__Supplied passage__.
+===+

I can then select the curves adjustment layer and I'll just brighten the curve a little bit by clicking and dragging up. Obviously if you go too far it starts looking very odd so we'll just make a very slight change by dragging up the curve. We'll close the properties panel And then, I want to just dodge a little bit around the iris of the eye. And I want to burn a little bit right along the edge here. That's going to increase the contrast in this area and make the eye appear a little bit brighter which is going to make the person look a little bit more awake or a little bit more aware.
In order to do that, I'm going to add a new layer at the top of my layer stack. I'll hold down the option key when I click on the new layer icon, it'll be the alt key on windows. And I'm going to name this brighten eyes, and I need to change the blend mode. If I'm going to paint with black or white in this layer in order to add contrast. I want to change the blend mode. To overlay, then I want to fill it with an overlaying neutral color and click OK. Now also let my paint brush by tapping the b key, we get a smaller brush by using the left bracket key, and I can see that my (UNKNOWN) color is black.
So, with the decreased opacity of may be 40 to 50% I just want to click and drag right around the outside of the eye. Of course if you make a mistake just use Command or Control z. And I think this is a little bit heavy but that's okay. I'm going to decrease the opacity of the entire layer in a moment. Of course we don't have to do it in one stroke. You can do it in multiple strokes, just know that because you're painting at a lower opacity, if you paint over the same spot more than once it's going to build up the opacity in that area. Now obviously this is way too much but that's okay, we're going to adjust that in a minute.
So I'll tap the X key to exchange my foreground and background color... And I'm going to use the right bracket to get a larger brush. And I'm just going to paint in the lower area of the eye right here. Again I can tell that I'm adding way too much contrast but once I'm done with both eyes I can then go to the opacity of that layer and bring that way down to maybe 20 or 30 percent. Now, let's zoom out, I'll use command 0, and we can toggle on and off the visibility of the brighten eyes layer.
And you can see how it's just kind of adding a little bit of brightness to the eyes, making her look like she's a little bit more alert. We also want to toggle the visibility of the curves layer. I think I've brightened those whites of the eyes a bit too much. So I can either change the curve Or, I can simply decrease the opacity of the curve adjustment layer. Toggling on and off again. And we can also toggle the hue saturation adjustment layer, just to see that we've removed any color from the eye. And finally, if we hold down the option or the alt key, we can click on the eye icon next to the background, just to show a quick before. And after of our retouching.
So there you go, three quick techniques to just brighten the eyes in a portratit.

+===+

__To do__.
[A] In the eye-brightening tutorial, reproduce the text between "So, with the" and "in a minute.", inclusive, substituting "transparency" for each occurrence of "opacity".
[B] Identify every percentage value that the eye-brightening tutorial mentions.

+===+

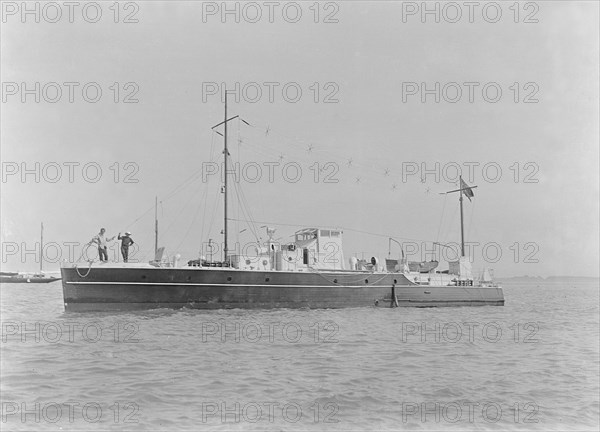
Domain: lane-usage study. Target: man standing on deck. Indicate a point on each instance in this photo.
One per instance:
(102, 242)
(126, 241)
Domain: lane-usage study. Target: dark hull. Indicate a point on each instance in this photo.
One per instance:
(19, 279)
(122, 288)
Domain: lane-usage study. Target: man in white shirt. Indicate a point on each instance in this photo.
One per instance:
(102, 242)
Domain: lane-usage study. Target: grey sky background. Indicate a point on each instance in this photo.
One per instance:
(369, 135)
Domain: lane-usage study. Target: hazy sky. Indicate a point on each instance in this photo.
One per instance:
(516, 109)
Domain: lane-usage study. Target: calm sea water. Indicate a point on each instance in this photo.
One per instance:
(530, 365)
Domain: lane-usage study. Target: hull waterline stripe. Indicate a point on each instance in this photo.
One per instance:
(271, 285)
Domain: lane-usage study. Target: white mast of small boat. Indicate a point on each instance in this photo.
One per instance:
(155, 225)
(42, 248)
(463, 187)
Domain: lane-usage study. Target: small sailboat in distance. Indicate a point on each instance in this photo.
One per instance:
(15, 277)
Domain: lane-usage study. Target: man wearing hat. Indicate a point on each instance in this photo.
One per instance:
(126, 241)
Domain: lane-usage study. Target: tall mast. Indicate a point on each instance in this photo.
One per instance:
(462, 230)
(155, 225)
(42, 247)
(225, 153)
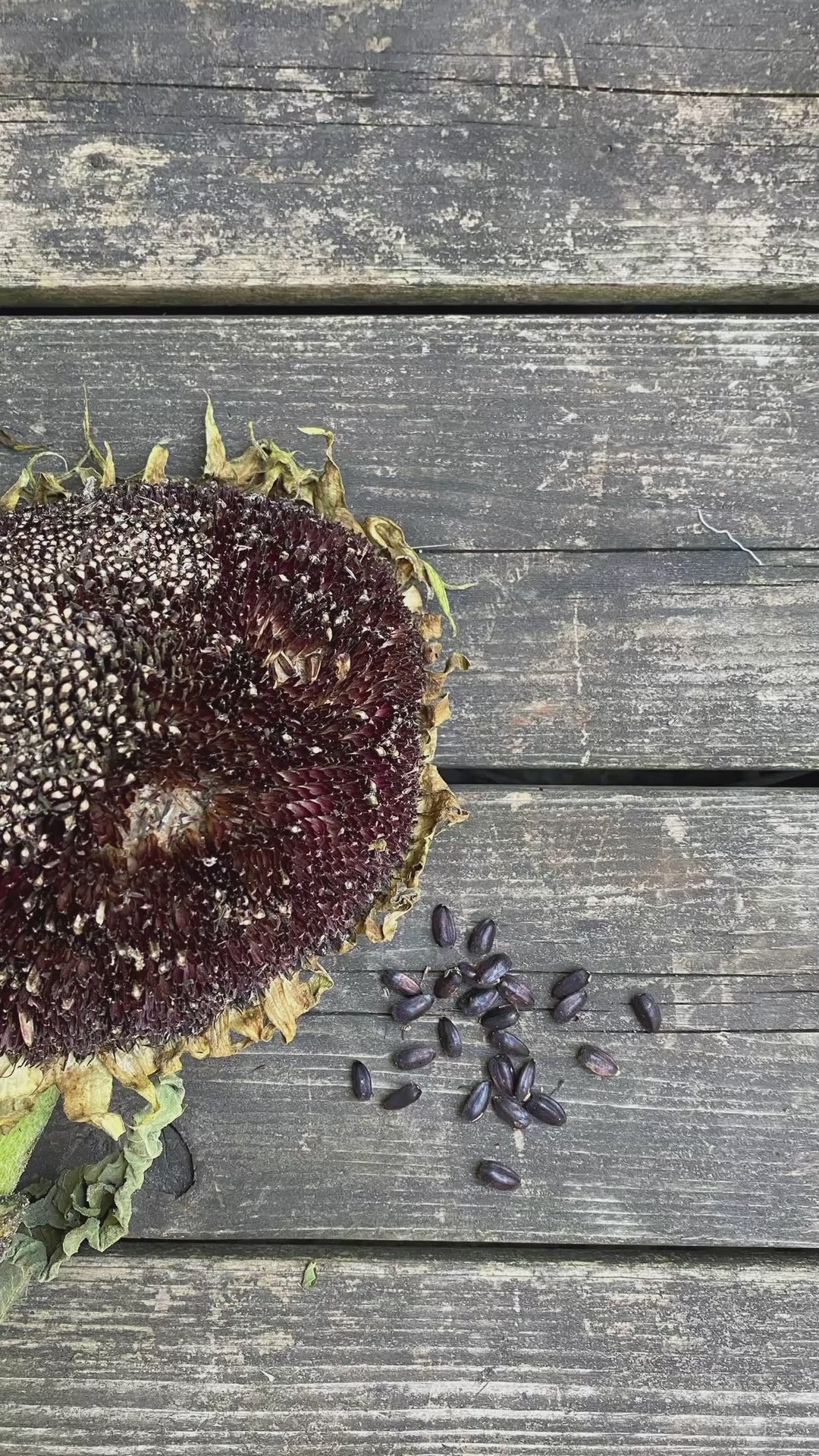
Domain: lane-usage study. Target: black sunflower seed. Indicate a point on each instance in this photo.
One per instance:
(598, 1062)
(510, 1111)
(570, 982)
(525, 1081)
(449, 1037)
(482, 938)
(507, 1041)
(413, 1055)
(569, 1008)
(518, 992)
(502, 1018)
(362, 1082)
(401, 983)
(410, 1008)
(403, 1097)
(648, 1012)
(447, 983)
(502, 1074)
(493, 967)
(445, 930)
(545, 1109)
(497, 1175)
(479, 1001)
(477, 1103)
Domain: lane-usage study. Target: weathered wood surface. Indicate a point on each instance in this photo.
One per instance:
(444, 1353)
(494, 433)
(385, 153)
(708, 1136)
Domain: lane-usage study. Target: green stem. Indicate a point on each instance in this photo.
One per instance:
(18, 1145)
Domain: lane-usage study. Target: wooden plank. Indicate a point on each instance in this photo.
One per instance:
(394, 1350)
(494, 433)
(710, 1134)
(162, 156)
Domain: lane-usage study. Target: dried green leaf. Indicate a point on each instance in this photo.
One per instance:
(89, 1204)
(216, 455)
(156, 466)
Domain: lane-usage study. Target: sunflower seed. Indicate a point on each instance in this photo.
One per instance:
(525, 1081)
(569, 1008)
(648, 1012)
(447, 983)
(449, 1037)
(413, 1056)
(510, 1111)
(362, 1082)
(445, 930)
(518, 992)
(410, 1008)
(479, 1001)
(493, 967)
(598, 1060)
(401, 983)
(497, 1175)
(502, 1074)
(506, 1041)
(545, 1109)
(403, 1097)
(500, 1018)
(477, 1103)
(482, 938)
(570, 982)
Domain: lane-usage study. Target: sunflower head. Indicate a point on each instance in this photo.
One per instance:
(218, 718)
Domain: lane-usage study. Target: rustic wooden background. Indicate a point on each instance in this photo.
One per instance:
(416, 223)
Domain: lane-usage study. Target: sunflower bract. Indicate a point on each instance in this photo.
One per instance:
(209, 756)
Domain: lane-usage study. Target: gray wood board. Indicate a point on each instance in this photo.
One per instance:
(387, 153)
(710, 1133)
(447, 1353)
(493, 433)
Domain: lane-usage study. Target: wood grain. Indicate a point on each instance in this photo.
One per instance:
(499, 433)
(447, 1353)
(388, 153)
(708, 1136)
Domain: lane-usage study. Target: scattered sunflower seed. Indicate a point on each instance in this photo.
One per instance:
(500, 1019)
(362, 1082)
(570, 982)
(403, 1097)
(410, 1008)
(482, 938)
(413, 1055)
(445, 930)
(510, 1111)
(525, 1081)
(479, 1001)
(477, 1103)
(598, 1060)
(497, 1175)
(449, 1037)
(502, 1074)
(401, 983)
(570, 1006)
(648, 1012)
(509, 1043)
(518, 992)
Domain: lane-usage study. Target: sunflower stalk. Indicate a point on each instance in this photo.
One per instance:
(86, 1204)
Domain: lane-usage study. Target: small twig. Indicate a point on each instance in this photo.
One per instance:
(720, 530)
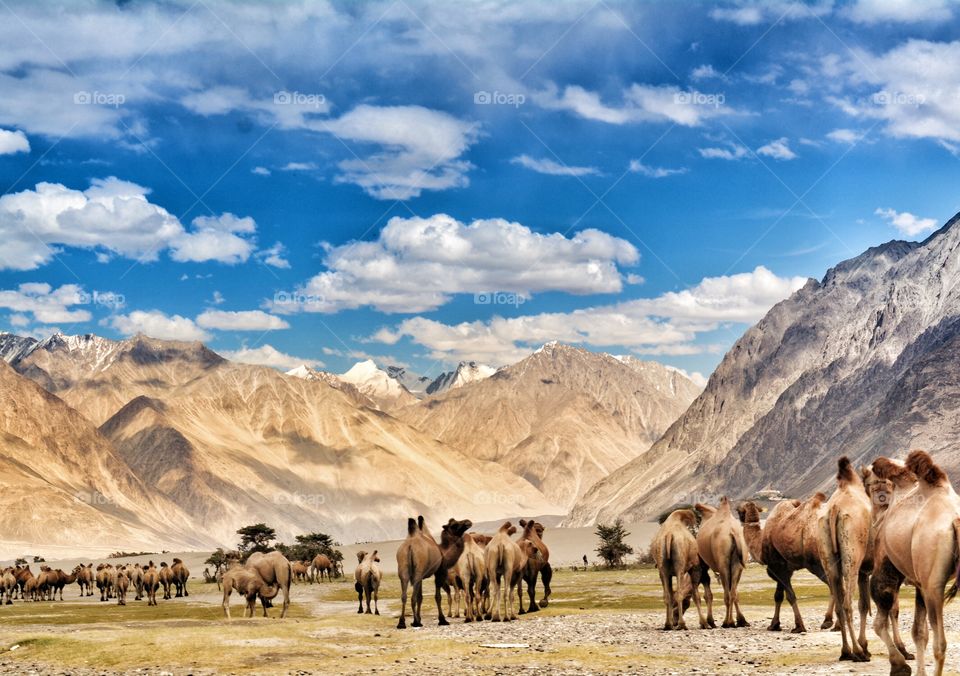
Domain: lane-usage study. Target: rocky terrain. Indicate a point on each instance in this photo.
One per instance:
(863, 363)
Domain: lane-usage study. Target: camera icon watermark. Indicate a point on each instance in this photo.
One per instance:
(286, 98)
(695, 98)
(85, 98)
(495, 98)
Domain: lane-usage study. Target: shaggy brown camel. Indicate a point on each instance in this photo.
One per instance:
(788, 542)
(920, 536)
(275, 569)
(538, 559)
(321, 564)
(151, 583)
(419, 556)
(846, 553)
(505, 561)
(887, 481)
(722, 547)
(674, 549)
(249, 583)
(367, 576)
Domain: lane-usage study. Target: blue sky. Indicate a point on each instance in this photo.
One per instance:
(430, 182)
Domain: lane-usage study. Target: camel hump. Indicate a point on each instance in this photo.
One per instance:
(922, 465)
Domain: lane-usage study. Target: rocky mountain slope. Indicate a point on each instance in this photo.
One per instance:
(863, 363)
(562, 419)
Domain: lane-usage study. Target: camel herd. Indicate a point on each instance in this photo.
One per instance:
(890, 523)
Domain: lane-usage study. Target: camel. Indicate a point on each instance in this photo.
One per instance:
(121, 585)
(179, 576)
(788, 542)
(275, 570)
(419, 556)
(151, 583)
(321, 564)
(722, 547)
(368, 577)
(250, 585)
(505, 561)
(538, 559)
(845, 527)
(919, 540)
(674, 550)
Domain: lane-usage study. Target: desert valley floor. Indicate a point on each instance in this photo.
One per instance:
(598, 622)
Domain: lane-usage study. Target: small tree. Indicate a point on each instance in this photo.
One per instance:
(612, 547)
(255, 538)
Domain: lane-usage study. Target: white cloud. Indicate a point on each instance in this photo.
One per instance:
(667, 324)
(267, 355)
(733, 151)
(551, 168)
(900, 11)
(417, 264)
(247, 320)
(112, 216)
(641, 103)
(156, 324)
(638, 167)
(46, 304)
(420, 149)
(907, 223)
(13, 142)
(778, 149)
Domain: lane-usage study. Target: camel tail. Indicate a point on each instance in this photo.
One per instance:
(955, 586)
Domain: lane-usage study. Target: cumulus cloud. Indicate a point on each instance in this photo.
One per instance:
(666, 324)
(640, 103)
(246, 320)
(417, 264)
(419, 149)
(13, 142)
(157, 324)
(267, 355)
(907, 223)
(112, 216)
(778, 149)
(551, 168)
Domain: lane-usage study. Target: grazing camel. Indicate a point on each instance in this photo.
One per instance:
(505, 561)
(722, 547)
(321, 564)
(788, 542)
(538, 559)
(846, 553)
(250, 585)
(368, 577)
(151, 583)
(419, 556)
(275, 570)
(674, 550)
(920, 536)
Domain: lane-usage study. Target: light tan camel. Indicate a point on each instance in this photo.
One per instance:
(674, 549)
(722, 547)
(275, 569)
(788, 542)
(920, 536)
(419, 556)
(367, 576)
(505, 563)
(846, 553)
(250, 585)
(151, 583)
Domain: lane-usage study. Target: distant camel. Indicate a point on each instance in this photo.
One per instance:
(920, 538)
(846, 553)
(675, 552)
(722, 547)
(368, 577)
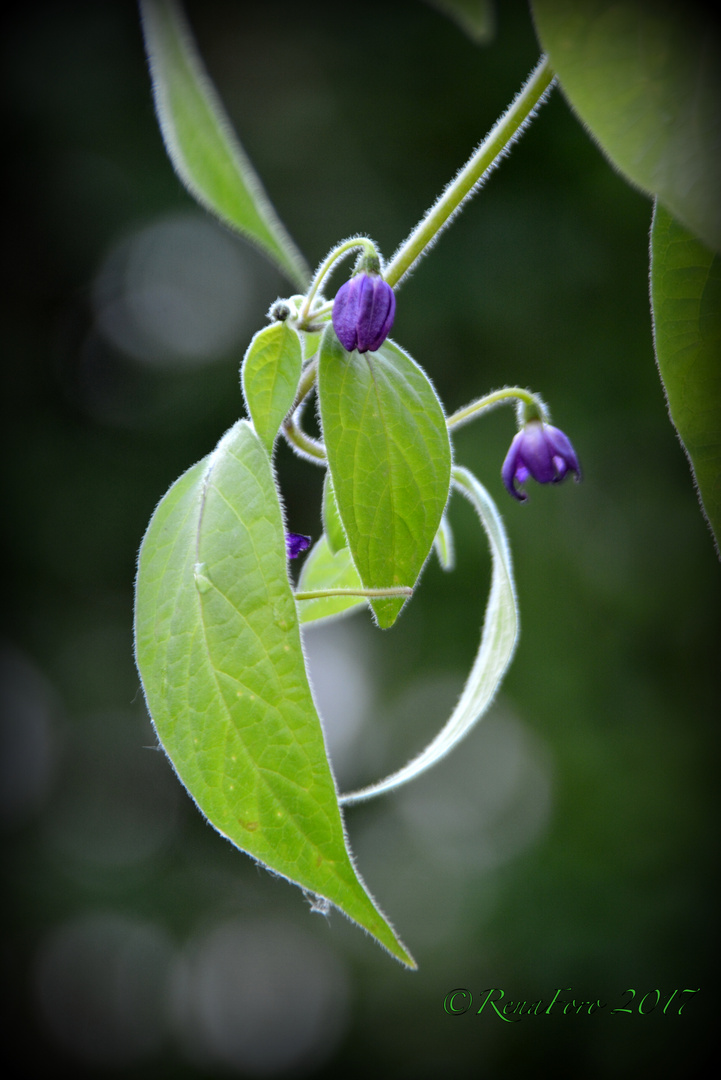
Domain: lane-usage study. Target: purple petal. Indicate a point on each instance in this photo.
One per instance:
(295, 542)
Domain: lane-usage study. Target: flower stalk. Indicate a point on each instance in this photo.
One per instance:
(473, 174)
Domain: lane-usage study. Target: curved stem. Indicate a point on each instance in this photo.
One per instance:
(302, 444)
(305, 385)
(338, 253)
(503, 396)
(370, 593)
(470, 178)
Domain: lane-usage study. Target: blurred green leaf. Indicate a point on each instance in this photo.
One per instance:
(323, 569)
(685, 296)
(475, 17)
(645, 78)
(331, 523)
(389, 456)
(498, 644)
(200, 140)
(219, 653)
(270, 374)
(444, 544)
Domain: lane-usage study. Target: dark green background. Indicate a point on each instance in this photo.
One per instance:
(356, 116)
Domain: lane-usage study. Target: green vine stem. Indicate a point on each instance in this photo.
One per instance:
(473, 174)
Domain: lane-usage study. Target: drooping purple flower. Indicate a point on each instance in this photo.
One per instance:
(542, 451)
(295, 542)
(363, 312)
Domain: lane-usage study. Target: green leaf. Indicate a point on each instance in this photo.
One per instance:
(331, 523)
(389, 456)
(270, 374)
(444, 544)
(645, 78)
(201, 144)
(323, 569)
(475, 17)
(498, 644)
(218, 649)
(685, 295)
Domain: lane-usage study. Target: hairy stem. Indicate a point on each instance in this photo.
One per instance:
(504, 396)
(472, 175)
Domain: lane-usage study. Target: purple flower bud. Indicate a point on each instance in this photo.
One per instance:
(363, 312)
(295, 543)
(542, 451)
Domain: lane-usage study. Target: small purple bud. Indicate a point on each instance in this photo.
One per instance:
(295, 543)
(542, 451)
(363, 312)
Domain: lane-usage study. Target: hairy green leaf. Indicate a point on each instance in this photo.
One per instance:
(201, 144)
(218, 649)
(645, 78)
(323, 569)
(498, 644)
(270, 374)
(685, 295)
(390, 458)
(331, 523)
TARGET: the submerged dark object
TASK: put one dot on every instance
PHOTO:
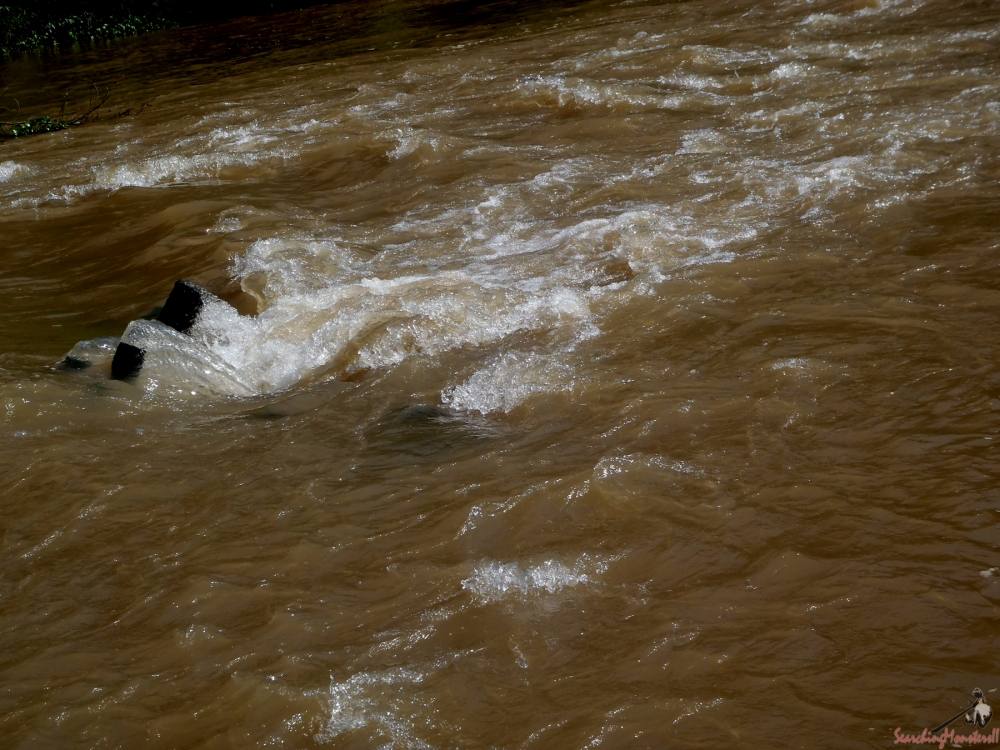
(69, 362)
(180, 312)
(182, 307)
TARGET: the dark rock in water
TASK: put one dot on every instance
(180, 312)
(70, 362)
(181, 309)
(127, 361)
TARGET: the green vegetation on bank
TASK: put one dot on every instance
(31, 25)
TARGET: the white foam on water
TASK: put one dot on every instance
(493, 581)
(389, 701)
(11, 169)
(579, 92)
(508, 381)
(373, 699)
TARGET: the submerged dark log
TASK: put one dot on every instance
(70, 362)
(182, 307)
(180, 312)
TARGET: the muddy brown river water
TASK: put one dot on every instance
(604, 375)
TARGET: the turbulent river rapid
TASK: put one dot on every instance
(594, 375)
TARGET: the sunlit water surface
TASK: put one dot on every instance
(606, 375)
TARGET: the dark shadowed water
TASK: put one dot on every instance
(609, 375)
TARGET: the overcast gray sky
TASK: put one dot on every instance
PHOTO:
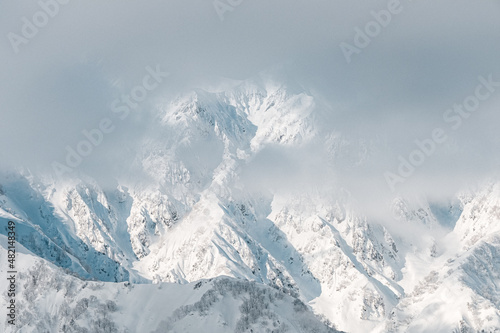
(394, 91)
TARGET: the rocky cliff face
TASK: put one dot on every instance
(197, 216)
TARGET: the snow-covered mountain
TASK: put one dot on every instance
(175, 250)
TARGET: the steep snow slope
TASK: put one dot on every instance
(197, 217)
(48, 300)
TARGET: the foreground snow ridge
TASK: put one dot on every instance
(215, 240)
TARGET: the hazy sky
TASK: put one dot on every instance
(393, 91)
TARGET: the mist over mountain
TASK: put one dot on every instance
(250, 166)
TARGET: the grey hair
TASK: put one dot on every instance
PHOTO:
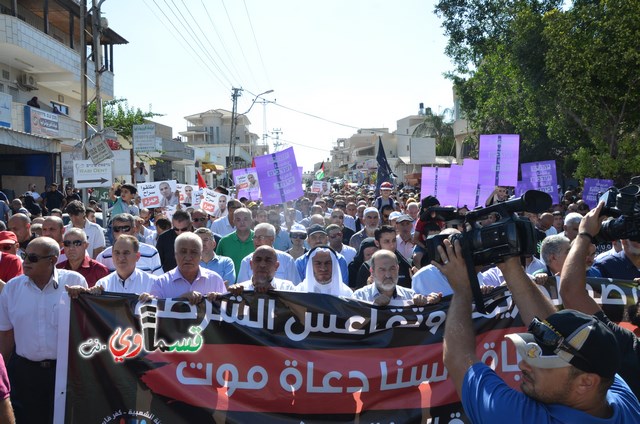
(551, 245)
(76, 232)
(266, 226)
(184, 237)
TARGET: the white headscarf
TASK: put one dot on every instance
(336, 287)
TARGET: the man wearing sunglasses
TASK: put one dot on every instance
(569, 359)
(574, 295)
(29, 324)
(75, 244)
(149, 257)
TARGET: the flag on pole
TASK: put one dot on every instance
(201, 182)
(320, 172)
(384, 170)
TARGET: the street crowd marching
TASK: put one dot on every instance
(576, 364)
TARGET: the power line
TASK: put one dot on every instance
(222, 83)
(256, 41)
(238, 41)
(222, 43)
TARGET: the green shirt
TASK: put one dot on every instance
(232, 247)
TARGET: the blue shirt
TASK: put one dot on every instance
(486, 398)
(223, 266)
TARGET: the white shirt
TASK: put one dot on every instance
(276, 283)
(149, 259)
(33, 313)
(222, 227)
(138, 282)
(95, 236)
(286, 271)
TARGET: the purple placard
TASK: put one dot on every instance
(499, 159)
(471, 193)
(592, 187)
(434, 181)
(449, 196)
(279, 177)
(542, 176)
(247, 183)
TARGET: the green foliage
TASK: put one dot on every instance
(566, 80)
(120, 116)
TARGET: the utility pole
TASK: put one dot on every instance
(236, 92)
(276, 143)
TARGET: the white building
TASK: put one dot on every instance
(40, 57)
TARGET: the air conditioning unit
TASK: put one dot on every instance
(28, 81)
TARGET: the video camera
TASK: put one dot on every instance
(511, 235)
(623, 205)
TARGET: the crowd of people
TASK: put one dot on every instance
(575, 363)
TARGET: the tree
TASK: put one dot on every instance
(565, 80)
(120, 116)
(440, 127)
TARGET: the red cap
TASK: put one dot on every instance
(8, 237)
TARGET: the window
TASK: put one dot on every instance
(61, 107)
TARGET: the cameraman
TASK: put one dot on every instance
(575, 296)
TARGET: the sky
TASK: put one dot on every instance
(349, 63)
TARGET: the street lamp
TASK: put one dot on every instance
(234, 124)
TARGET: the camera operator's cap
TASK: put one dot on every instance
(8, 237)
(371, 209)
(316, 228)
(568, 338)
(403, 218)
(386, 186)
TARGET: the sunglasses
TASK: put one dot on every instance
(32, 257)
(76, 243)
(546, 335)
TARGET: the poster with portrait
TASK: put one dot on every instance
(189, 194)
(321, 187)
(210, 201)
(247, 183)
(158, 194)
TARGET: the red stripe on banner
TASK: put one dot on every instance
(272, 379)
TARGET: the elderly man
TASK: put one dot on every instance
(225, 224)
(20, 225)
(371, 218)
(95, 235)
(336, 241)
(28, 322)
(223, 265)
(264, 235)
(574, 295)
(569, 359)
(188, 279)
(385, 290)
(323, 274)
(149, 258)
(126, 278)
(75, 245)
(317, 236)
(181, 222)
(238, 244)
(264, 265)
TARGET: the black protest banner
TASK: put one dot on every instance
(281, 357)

+===+

__Solutions to the problems__.
[A]
So, with the decreased transparency of may be 40 to 50% I just want to click and drag right around the outside of the eye. Of course if you make a mistake just use Command or Control z. And I think this is a little bit heavy but that's okay. I'm going to decrease the transparency of the entire layer in a moment. Of course we don't have to do it in one stroke. You can do it in multiple strokes, just know that because you're painting at a lower transparency, if you paint over the same spot more than once it's going to build up the transparency in that area. Now obviously this is way too much but that's okay, we're going to adjust that in a minute.

[B]
- 40%
- 50%
- 20%
- 30%